**Exercise task:** List every line of the material below that contains the string "long", copying each one in full.
--- START Given entries ---
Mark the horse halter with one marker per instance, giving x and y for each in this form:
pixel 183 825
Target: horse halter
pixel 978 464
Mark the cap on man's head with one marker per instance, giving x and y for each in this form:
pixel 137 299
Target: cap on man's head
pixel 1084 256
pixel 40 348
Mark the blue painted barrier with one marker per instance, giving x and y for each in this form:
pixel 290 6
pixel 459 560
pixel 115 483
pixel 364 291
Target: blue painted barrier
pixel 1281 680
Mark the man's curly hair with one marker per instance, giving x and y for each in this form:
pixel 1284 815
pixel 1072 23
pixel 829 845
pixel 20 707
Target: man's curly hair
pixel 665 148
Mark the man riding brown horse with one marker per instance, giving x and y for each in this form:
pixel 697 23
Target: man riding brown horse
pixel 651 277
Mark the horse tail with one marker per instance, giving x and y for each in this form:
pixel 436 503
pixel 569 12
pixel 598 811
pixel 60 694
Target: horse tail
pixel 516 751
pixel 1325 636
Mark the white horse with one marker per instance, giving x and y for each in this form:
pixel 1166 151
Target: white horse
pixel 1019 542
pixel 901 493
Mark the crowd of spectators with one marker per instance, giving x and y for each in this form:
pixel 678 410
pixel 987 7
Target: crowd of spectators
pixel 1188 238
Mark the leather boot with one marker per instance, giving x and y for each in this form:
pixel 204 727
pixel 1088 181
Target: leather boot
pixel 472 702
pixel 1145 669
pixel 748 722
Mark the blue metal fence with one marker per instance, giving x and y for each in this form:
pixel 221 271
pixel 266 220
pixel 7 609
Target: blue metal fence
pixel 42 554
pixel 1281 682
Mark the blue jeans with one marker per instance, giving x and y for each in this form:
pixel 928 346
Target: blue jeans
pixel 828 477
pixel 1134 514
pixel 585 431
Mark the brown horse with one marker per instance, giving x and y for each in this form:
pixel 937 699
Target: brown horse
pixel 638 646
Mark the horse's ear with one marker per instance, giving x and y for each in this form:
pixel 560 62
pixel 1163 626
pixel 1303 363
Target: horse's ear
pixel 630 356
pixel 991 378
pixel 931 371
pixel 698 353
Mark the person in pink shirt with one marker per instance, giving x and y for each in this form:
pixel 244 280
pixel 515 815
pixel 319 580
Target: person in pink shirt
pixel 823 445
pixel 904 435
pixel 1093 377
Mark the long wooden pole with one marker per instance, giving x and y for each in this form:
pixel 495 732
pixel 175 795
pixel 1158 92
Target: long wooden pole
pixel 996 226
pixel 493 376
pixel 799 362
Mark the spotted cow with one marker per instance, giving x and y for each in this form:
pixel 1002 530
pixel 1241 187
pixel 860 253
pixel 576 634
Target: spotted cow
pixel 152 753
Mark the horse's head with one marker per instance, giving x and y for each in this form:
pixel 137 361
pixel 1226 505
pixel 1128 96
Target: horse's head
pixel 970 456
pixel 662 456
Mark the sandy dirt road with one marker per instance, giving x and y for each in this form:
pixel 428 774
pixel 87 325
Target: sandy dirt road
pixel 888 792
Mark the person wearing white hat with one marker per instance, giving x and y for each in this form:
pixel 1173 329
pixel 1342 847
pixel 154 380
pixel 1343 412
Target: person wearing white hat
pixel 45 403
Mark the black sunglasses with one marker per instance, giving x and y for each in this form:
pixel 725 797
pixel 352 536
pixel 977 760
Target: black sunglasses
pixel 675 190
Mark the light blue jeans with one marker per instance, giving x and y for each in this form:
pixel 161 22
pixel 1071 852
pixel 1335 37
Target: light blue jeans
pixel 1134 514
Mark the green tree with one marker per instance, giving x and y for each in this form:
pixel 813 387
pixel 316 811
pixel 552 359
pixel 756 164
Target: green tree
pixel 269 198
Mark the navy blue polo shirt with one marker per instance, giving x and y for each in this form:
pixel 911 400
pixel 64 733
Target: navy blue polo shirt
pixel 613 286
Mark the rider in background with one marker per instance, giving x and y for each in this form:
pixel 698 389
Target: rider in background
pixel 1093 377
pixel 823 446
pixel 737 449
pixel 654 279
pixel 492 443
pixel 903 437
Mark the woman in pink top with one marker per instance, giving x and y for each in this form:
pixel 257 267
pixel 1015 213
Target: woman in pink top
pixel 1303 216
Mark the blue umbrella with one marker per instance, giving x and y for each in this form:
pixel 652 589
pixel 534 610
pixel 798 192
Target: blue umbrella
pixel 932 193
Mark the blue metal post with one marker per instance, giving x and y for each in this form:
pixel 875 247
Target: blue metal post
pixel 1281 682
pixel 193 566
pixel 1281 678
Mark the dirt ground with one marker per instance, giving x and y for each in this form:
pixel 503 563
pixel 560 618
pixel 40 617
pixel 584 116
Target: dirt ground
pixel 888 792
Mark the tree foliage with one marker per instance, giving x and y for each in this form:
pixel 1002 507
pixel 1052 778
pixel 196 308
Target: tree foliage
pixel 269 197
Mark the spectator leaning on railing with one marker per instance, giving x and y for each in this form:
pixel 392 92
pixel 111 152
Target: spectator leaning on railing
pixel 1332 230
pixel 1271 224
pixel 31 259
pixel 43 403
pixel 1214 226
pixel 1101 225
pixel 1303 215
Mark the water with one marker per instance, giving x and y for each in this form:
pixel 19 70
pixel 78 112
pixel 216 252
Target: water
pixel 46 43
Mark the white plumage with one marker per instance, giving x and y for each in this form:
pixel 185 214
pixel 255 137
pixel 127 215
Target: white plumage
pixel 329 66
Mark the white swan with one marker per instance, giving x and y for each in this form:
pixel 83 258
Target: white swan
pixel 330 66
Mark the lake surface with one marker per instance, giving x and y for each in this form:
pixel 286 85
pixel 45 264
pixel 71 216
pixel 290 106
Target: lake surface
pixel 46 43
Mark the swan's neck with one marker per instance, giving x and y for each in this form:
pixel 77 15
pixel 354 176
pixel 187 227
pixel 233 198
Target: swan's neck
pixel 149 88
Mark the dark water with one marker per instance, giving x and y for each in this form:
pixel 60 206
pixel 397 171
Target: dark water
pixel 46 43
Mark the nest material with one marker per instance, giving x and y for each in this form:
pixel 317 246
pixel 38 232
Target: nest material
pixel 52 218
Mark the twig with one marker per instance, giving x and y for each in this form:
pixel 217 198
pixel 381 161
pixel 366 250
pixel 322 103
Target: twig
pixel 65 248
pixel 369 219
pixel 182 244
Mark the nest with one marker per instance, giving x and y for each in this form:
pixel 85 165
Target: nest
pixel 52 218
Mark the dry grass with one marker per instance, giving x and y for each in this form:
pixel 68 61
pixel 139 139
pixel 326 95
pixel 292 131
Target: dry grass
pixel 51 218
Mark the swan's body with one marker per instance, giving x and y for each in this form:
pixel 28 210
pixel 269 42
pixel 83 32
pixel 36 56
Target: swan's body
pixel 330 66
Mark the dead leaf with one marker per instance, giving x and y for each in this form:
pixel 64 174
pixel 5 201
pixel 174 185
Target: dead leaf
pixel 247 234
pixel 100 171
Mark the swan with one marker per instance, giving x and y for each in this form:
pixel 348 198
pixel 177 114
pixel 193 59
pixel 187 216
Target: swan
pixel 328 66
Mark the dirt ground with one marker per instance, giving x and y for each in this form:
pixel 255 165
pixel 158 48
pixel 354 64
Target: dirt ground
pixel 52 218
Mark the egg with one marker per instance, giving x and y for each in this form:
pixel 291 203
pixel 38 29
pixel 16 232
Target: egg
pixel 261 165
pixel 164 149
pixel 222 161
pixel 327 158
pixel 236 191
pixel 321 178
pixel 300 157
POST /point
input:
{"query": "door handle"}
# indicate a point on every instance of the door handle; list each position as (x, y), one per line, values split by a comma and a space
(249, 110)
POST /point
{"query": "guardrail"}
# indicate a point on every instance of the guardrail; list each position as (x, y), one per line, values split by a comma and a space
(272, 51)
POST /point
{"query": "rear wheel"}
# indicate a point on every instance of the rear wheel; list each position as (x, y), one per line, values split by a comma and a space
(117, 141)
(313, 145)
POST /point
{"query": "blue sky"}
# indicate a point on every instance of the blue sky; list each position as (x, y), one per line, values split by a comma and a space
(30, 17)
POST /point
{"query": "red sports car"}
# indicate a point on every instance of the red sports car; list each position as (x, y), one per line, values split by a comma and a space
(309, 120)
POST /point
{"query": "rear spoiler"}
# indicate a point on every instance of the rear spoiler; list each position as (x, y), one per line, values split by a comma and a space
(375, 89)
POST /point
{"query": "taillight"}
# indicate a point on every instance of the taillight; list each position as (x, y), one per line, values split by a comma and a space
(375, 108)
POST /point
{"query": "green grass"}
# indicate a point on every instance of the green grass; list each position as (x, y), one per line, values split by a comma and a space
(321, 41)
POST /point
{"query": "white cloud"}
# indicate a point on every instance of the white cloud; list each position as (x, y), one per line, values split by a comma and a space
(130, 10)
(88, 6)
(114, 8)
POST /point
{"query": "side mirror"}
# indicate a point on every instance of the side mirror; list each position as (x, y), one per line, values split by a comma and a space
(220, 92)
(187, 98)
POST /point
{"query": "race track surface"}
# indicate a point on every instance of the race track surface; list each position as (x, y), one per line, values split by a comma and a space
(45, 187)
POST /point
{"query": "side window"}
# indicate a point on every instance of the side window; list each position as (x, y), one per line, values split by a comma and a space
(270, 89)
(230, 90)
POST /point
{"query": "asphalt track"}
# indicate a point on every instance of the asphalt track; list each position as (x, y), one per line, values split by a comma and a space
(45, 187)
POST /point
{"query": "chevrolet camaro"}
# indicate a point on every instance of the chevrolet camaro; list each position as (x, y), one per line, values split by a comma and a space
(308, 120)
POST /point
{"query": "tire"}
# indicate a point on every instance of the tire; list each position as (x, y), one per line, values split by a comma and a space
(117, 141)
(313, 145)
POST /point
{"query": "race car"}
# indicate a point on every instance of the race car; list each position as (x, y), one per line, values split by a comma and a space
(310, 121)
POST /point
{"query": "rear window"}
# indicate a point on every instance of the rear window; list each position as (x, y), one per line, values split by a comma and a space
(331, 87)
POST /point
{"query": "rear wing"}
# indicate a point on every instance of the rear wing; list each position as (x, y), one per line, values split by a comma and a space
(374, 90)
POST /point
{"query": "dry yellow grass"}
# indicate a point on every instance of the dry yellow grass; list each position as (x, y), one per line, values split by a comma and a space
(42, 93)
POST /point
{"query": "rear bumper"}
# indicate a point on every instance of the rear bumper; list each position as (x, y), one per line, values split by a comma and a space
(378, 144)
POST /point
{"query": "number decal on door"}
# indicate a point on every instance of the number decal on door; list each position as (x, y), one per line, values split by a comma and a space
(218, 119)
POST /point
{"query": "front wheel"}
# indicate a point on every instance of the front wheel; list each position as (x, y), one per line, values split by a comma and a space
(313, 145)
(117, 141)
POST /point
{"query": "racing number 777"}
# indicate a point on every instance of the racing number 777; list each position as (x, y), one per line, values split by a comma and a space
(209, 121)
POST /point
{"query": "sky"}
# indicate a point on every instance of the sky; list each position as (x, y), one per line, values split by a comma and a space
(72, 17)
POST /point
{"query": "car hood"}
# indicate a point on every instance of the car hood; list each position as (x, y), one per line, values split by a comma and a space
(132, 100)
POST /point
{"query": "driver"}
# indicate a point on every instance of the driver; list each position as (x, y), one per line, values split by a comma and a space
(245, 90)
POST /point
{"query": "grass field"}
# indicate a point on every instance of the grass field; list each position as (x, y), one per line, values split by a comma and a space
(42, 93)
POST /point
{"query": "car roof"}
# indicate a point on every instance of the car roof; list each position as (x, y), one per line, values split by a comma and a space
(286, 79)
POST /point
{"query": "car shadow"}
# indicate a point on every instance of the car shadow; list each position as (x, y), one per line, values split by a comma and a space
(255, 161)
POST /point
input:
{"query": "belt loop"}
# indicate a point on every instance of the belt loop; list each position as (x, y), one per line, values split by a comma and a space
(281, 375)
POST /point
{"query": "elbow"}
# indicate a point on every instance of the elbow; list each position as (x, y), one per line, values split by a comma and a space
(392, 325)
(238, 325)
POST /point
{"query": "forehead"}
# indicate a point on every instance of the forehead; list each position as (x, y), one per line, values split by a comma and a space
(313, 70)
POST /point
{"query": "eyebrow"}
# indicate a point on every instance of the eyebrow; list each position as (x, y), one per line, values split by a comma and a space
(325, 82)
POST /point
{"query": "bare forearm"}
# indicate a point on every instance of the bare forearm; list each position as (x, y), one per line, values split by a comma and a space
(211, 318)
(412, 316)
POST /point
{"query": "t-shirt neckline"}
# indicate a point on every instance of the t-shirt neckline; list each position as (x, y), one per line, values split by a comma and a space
--- END Given entries ---
**In response:**
Mark the long wooden pole with one marker per instance, giving x and y for each in this form:
Target: long wooden pole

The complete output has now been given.